Each record that follows should be repeated exactly, minus any images.

-- Extracted records start --

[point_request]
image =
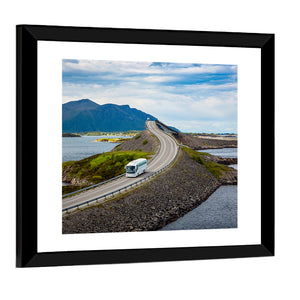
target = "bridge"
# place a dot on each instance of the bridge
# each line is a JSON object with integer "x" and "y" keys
{"x": 165, "y": 128}
{"x": 163, "y": 158}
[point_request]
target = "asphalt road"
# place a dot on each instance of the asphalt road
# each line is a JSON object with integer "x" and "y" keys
{"x": 166, "y": 154}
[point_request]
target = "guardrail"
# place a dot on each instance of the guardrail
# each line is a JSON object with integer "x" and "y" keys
{"x": 124, "y": 188}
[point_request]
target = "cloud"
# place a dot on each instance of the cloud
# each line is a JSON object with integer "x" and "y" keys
{"x": 194, "y": 96}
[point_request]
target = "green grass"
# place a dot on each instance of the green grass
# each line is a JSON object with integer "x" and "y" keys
{"x": 101, "y": 167}
{"x": 214, "y": 168}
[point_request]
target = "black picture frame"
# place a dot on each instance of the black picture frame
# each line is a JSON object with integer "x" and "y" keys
{"x": 28, "y": 36}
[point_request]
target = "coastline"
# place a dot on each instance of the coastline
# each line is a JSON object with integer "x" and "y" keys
{"x": 148, "y": 208}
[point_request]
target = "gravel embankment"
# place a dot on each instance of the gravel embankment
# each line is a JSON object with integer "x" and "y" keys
{"x": 201, "y": 144}
{"x": 151, "y": 206}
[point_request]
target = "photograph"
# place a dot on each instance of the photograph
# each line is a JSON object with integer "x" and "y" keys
{"x": 148, "y": 146}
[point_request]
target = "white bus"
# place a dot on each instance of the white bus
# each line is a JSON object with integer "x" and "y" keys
{"x": 136, "y": 167}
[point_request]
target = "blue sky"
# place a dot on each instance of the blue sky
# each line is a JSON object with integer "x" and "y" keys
{"x": 191, "y": 97}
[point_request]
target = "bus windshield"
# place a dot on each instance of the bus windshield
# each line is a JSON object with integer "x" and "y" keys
{"x": 130, "y": 169}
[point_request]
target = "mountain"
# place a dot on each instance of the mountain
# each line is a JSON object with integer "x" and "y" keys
{"x": 86, "y": 115}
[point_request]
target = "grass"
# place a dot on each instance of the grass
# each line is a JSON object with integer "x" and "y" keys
{"x": 101, "y": 167}
{"x": 214, "y": 168}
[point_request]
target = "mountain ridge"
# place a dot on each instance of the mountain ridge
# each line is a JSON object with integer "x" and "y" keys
{"x": 85, "y": 115}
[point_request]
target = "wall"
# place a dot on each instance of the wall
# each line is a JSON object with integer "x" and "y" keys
{"x": 255, "y": 278}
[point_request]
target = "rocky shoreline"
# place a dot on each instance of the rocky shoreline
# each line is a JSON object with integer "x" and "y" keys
{"x": 155, "y": 204}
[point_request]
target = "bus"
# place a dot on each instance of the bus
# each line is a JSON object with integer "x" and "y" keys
{"x": 136, "y": 167}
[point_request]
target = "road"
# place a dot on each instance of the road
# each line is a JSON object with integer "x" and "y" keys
{"x": 166, "y": 154}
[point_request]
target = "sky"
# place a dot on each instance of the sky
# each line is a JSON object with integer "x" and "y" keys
{"x": 190, "y": 97}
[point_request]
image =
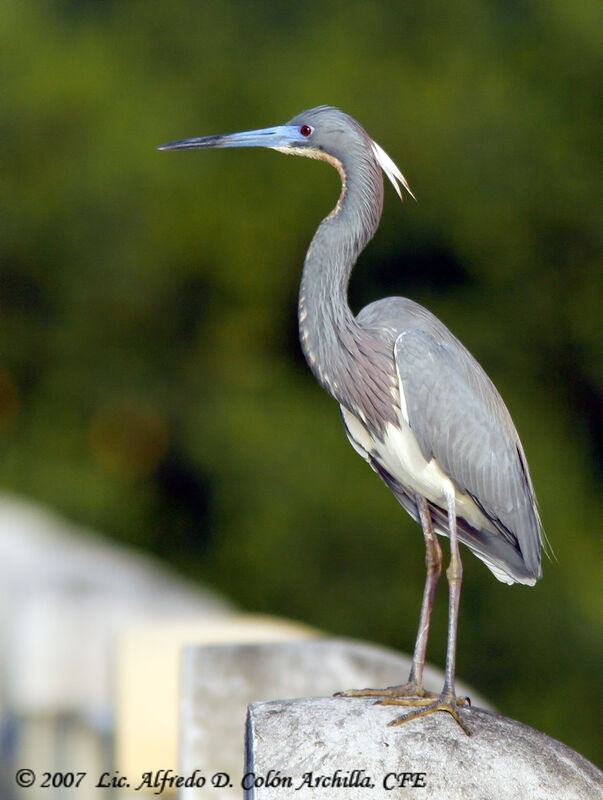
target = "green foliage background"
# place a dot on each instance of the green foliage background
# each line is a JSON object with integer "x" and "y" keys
{"x": 151, "y": 384}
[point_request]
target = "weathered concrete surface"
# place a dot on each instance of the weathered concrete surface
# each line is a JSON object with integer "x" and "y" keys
{"x": 326, "y": 739}
{"x": 218, "y": 683}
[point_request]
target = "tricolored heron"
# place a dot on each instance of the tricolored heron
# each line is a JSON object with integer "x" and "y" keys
{"x": 414, "y": 402}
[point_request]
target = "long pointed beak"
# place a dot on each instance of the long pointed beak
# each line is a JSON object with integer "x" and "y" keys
{"x": 280, "y": 136}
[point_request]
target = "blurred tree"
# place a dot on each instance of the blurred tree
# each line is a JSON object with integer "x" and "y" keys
{"x": 151, "y": 383}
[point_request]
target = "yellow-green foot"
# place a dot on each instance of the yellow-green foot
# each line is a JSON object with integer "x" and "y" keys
{"x": 445, "y": 702}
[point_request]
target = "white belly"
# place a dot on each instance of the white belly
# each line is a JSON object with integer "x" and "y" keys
{"x": 399, "y": 453}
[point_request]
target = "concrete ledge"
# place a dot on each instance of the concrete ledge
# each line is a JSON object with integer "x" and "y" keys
{"x": 307, "y": 749}
{"x": 218, "y": 683}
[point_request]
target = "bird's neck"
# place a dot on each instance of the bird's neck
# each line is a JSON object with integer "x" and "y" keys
{"x": 329, "y": 333}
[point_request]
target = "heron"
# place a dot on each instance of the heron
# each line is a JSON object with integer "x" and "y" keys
{"x": 415, "y": 404}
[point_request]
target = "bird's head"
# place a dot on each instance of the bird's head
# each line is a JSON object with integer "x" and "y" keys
{"x": 323, "y": 132}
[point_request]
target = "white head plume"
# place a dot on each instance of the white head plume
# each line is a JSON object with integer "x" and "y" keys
{"x": 391, "y": 170}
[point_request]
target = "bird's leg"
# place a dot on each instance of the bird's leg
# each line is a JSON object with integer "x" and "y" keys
{"x": 433, "y": 561}
{"x": 447, "y": 701}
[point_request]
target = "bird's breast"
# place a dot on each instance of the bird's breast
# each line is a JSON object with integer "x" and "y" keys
{"x": 399, "y": 455}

-- Extracted records end --

> **Task answer**:
[point_request]
image =
target = "bridge"
# place a dot on each instance of the bridge
# each line is a JSON object with integer "x" and "y" keys
{"x": 165, "y": 128}
{"x": 163, "y": 158}
[point_request]
target = "asphalt road"
# place a dot on each instance of the asphalt road
# each line is a JSON object with integer "x" and "y" keys
{"x": 166, "y": 154}
[point_request]
target = "guardrail"
# place a dot on each instance of the guardrail
# each line is a JSON object with integer "x" and "y" keys
{"x": 124, "y": 188}
[point_request]
target = "cloud"
# place a dot on each instance of the cloud
# each line is a JSON object with integer "x" and "y" keys
{"x": 194, "y": 96}
[point_request]
target = "green grass"
# place a dot on each instance of the green grass
# each line is a JSON object with integer "x" and "y" keys
{"x": 101, "y": 167}
{"x": 214, "y": 168}
[point_request]
target = "black picture frame"
# place a dot on each instance of the black picture frame
# each line is a JSON object with integer "x" and "y" keys
{"x": 28, "y": 36}
[point_request]
target = "coastline"
# place a dot on each instance of the coastline
# each line is a JSON object with integer "x" and "y" keys
{"x": 148, "y": 208}
[point_request]
target = "gravel embankment"
# place a dot on each instance of the gravel embankment
# each line is a JSON object with integer "x" and "y" keys
{"x": 201, "y": 144}
{"x": 151, "y": 206}
[point_request]
target = "photograph"
# place a dot on each instance of the photograph
# each line is a JSON object with integer "x" and "y" keys
{"x": 148, "y": 146}
[point_request]
target = "white bus"
# place a dot on each instance of the white bus
# each line is a JSON object with integer "x" and "y" keys
{"x": 136, "y": 167}
[point_request]
target = "blue sky"
# place a dot on each instance of the blue sky
# each line is a JSON object with integer "x" and "y" keys
{"x": 191, "y": 97}
[point_request]
target = "bus windshield"
# place a dot on each instance of the bus windshield
# each line is a JSON object with integer "x" and "y" keys
{"x": 130, "y": 169}
[point_request]
target = "mountain"
# place a dot on each instance of the mountain
# each line is a JSON object with integer "x" and "y" keys
{"x": 86, "y": 115}
[point_request]
target = "grass"
# place a dot on each instance of the grass
# each line is a JSON object with integer "x" and "y" keys
{"x": 101, "y": 167}
{"x": 214, "y": 168}
[point_request]
target = "mountain ridge"
# place a dot on each instance of the mountain ridge
# each line is a JSON object with integer "x" and "y" keys
{"x": 85, "y": 115}
[point_request]
target = "wall"
# place a dot on each instance of the wall
# each line is a JSON object with integer "x" and "y" keys
{"x": 255, "y": 278}
[point_request]
target = "rocky shoreline"
# place a dot on each instance of the rocky shoreline
# each line is a JSON object with integer "x" and "y" keys
{"x": 155, "y": 204}
[point_request]
target = "bus"
# place a dot on each instance of the bus
# each line is a JSON object with integer "x" and "y" keys
{"x": 136, "y": 167}
[point_request]
target = "road"
# place a dot on each instance of the road
# each line is a JSON object with integer "x" and "y" keys
{"x": 166, "y": 154}
[point_request]
target = "sky"
# place a dot on each instance of the sky
# each line is a JSON object with integer "x" and "y" keys
{"x": 190, "y": 97}
[point_request]
image =
target = "green foliage background"
# place a dot on each instance of the green foliage background
# each line is a JSON object with integer "x" and "y" keys
{"x": 151, "y": 384}
[point_request]
target = "weathered concrete surface"
# place a dot on each instance of the weathered concrete surface
# each line is a JSON object with integer "x" and "y" keys
{"x": 326, "y": 739}
{"x": 218, "y": 683}
[point_request]
target = "tricolored heron"
# place a dot on each instance of the tricolored heron
# each line is a JSON object with integer "x" and "y" keys
{"x": 414, "y": 402}
[point_request]
target = "long pointed beak"
# place a dot on each instance of the long pointed beak
# each line is a JSON object with integer "x" and "y" keys
{"x": 280, "y": 136}
[point_request]
target = "blurred tree"
# place a dot on each instance of the blurred tree
# each line is a JSON object with integer "x" and "y" keys
{"x": 151, "y": 383}
[point_request]
target = "yellow-green foot"
# place a dot on each instance of the yellow-green foot
# each line is a JSON object with integer "x" and "y" keys
{"x": 445, "y": 702}
[point_request]
target = "white belly"
# place a dot on each instance of the white belly
# each line is a JSON object with integer "x" and "y" keys
{"x": 399, "y": 453}
[point_request]
target = "concrete ledge"
# place a dot on each instance of the concrete ledge
# each line is a JSON object with integer "x" and "y" keys
{"x": 307, "y": 749}
{"x": 218, "y": 683}
[point_request]
target = "bird's neck"
# place a dot on each instance of the bird's neck
# each line is a JSON object with integer "x" and "y" keys
{"x": 329, "y": 333}
[point_request]
target = "heron"
# place a dot on each instance of the heron
# each line is a JSON object with integer "x" and "y" keys
{"x": 415, "y": 404}
[point_request]
target = "bird's head"
# place a dot on each instance of the bird's head
# each line is a JSON object with integer "x" and "y" keys
{"x": 323, "y": 132}
[point_request]
target = "white head plume"
# place a dot on each instance of the white head plume
# each line is a JSON object with integer "x" and "y" keys
{"x": 391, "y": 170}
[point_request]
target = "bird's leg"
# place a dot on each instance of the bird's leg
# each line is a JSON object with integer "x" and "y" keys
{"x": 433, "y": 561}
{"x": 447, "y": 701}
[point_request]
target = "bird's breast"
# place a dot on each instance of the bird's breast
# each line is a JSON object with integer "x" and "y" keys
{"x": 399, "y": 455}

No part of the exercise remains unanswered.